▸ **Consigne**: Dans le matériel, depuis la ligne contenant « out like [46,24]. » jusqu'à la fin, substituez « white sideline » à « white yard line » et recopiez ces lignes sans rien modifier d'autre.

----- Matériel fourni -----

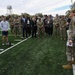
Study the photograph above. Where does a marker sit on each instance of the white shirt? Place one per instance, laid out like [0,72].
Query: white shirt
[4,25]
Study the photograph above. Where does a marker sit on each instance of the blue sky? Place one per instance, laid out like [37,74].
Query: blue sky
[36,6]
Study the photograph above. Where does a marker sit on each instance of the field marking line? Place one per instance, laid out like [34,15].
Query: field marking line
[14,45]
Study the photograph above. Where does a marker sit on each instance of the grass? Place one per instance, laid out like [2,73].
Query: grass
[36,56]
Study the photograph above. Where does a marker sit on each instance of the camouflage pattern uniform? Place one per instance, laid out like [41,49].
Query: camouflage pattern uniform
[40,26]
[71,36]
[56,28]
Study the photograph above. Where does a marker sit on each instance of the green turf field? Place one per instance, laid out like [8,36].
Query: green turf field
[36,56]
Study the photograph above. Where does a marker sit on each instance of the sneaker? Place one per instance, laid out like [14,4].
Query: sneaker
[3,44]
[68,66]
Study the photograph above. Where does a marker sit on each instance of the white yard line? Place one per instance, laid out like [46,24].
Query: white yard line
[14,45]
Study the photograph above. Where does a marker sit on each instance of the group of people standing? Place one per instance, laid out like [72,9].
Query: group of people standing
[36,26]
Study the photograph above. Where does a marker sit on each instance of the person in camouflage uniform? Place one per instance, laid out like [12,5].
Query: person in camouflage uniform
[56,23]
[63,32]
[16,27]
[70,52]
[40,27]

-----

▸ **Solution du problème**:
Study the photograph above. Where does a marker sit on each instance of the white sideline? Place one per instance, laid out like [46,24].
Query: white sideline
[14,45]
Study the photograph above. Where does a marker sit on each instance of the group of people standing? Place one per instance, laid out like [72,9].
Query: group of people standing
[36,26]
Study the photograph above. Where does a marker sit on each instance of the person in camouflage uniform? Place one per instance, laid out like [12,5].
Query: person in camouflage uniform
[56,23]
[63,32]
[16,27]
[70,52]
[40,27]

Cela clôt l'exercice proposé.